*** Rows

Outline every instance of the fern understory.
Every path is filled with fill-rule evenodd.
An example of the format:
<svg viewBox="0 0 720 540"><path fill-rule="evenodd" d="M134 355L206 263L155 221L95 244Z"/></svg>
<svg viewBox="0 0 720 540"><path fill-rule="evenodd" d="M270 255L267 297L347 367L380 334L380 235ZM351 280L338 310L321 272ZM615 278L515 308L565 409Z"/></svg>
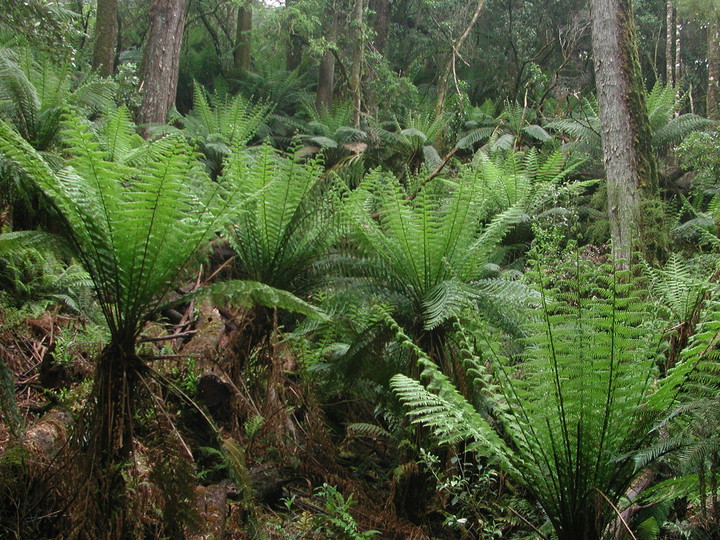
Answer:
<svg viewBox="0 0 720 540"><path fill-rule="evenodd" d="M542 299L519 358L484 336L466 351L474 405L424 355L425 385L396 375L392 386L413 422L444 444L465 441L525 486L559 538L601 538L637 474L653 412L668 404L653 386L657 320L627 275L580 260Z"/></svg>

******
*** Rows

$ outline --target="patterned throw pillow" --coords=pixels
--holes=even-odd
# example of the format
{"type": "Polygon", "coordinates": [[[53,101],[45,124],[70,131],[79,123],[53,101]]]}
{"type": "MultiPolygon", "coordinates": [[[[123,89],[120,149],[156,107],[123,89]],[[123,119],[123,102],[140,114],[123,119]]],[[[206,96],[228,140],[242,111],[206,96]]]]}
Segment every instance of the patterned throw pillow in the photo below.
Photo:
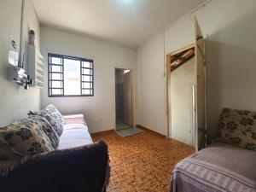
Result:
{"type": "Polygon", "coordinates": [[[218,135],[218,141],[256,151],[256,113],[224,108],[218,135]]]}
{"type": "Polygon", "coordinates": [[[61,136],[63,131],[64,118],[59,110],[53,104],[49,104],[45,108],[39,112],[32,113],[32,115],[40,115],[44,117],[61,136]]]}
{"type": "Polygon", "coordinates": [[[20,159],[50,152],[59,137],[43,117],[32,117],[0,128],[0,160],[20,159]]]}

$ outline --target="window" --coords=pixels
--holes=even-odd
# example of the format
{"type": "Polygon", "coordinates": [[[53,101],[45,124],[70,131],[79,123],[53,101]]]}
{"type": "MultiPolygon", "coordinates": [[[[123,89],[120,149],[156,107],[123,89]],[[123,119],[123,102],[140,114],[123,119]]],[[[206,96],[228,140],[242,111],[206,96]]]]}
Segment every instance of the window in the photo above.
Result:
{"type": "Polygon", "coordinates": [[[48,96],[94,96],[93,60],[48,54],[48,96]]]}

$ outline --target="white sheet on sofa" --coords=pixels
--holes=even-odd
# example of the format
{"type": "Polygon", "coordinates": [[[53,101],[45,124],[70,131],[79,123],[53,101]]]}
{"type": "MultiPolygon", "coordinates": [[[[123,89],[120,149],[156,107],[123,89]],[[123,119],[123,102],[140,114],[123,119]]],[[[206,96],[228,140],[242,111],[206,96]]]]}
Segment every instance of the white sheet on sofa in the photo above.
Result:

******

Exercise instructions
Copy out the rows from the line with "Outline every instance" up to and including the line with "355L206 263L155 221L95", keeping every character unchanged.

Expected answer
Outline every instance of the fern understory.
Every path is filled with fill-rule evenodd.
An example of the format:
<svg viewBox="0 0 720 540"><path fill-rule="evenodd" d="M134 355L206 263L155 221L95 244Z"/></svg>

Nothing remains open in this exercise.